An exact transcription of the data below, complete and unaltered, is the expected answer.

Records for processing section start

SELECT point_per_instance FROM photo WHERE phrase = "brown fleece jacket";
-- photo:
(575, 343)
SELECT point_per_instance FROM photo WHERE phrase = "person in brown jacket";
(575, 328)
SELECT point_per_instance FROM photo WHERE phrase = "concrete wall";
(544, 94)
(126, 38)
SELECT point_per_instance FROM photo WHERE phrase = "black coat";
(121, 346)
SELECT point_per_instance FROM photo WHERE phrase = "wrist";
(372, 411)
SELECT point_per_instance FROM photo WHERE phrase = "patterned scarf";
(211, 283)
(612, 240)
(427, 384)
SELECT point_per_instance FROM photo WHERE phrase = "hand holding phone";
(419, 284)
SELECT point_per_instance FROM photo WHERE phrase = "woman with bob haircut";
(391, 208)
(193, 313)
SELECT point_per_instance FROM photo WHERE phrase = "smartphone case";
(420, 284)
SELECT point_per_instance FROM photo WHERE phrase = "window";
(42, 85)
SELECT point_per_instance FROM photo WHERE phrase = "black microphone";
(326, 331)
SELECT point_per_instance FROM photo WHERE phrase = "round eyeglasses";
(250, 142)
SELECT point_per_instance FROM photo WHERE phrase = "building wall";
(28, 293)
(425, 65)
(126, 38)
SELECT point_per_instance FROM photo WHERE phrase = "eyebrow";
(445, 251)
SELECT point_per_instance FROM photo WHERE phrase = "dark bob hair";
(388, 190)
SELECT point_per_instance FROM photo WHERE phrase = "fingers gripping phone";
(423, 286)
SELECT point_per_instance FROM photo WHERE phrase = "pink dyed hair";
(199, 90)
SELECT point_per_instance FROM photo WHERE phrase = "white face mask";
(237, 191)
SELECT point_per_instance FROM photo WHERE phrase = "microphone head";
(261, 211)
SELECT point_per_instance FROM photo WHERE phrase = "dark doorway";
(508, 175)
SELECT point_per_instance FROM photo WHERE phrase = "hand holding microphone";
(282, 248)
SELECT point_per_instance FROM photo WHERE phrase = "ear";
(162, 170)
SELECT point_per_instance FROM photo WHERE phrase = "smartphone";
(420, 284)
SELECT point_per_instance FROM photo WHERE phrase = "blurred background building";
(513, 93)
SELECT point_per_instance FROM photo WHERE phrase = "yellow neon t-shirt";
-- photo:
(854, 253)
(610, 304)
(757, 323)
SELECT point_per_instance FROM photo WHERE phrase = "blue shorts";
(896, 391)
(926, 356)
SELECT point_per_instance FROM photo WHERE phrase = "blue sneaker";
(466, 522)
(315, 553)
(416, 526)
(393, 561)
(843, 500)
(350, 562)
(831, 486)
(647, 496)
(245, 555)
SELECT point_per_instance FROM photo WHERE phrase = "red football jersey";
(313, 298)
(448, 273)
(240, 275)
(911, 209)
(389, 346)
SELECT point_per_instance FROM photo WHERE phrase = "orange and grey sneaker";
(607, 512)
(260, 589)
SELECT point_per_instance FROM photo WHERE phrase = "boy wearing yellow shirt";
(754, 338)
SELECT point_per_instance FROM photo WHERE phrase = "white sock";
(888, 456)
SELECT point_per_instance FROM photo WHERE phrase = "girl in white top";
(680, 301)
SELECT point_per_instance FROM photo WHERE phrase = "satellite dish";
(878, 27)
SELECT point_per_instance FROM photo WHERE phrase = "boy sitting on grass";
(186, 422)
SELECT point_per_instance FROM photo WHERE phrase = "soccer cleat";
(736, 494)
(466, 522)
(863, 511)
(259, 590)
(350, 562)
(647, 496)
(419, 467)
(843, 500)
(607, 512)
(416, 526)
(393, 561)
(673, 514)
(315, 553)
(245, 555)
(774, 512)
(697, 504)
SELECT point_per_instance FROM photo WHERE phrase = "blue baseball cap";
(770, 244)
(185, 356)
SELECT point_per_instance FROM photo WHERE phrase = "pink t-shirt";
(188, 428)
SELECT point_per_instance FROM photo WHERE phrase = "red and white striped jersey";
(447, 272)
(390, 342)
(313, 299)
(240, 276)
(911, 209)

Records for processing section end

- Answer for the task
SELECT point_per_instance FROM photo WHERE phrase = "brown fleece jacket";
-- photo:
(575, 343)
SELECT point_per_instance FROM photo WHERE phrase = "person in brown jacket";
(575, 328)
SELECT point_per_instance FROM photo WHERE phrase = "concrete wall";
(544, 94)
(126, 38)
SELECT point_per_instance FROM photo WHERE phrase = "black coat";
(121, 346)
SELECT point_per_instance FROM photo WHERE phrase = "wrist";
(372, 411)
SELECT point_per_instance FROM photo WHERE phrase = "patterned scarf";
(211, 283)
(612, 240)
(427, 384)
SELECT point_per_instance FROM photo WHERE phrase = "hand holding phone";
(419, 284)
SELECT point_per_instance FROM photo WHERE phrase = "woman with bob haircut";
(391, 208)
(193, 313)
SELECT point_per_instance FROM photo WHERE phrase = "smartphone case";
(420, 284)
SELECT point_per_instance FROM photo WHERE phrase = "window";
(42, 85)
SELECT point_per_instance FROM photo WHERE phrase = "black microphone";
(326, 331)
SELECT point_per_instance FROM photo WHERE phrase = "round eyeglasses";
(250, 142)
SELECT point_per_instance FROM photo WHERE phrase = "building wall";
(28, 293)
(425, 65)
(126, 38)
SELECT point_per_instance FROM photo WHERE phrase = "eyebrow";
(445, 251)
SELECT point_per_instance FROM photo WHERE phrase = "dark bob hair";
(388, 190)
SELECT point_per_instance FROM photo WHERE phrase = "fingers gripping phone";
(423, 286)
SELECT point_per_instance FROM photo WHERE phrase = "pink dyed hair";
(199, 90)
SELECT point_per_instance FROM photo WHERE phrase = "white face mask";
(237, 191)
SELECT point_per_instance FROM photo WHERE phrase = "microphone head";
(261, 211)
SELECT point_per_instance FROM photo WHERE phrase = "dark doorway";
(508, 175)
SELECT point_per_instance FROM photo WHERE phrase = "hand holding microphone";
(282, 248)
SELECT point_per_instance FROM photo WHERE phrase = "ear";
(162, 170)
SELECT point_per_instance FROM photo WHERE phrase = "smartphone";
(420, 284)
SELECT point_per_instance FROM photo WHERE phrase = "blurred background building";
(513, 93)
SELECT point_per_instance FROM photo WHERE phrase = "yellow neon t-shirt";
-- photo:
(854, 253)
(610, 304)
(757, 323)
SELECT point_per_instance FROM photo WHERE phrase = "blue shorts";
(896, 391)
(926, 356)
SELECT point_per_instance FROM photo WHERE phrase = "blue sneaker";
(466, 522)
(315, 553)
(416, 526)
(393, 561)
(843, 500)
(350, 562)
(831, 486)
(647, 496)
(245, 555)
SELECT point_per_instance FROM photo WHERE phrase = "red football jersey";
(313, 298)
(448, 273)
(240, 275)
(911, 209)
(389, 346)
SELECT point_per_instance FROM photo WHERE phrase = "orange and grey sneaker";
(607, 512)
(260, 589)
SELECT point_per_instance FROM photo WHERE phrase = "boy wearing yellow shirt";
(754, 338)
SELECT point_per_instance FROM photo WHERE phrase = "white sock";
(888, 456)
SELECT point_per_instance FROM photo WHERE phrase = "girl in white top";
(680, 301)
SELECT point_per_instance FROM photo WHERE phrase = "satellite dish";
(878, 27)
SELECT point_per_instance FROM photo WHERE phrase = "boy sitting on grass";
(186, 422)
SELECT point_per_instance FROM photo WHERE phrase = "soccer cleat";
(736, 494)
(466, 522)
(863, 511)
(259, 590)
(350, 562)
(647, 496)
(419, 467)
(843, 500)
(607, 512)
(416, 526)
(393, 561)
(673, 514)
(315, 553)
(245, 555)
(774, 512)
(697, 504)
SELECT point_per_instance FROM photo WHERE phrase = "blue baseball cap";
(770, 244)
(185, 356)
SELECT point_per_instance FROM photo WHERE phrase = "pink t-shirt";
(188, 428)
SELECT point_per_instance FROM photo WHERE phrase = "red and white striped jersey";
(447, 272)
(390, 342)
(313, 299)
(240, 276)
(911, 209)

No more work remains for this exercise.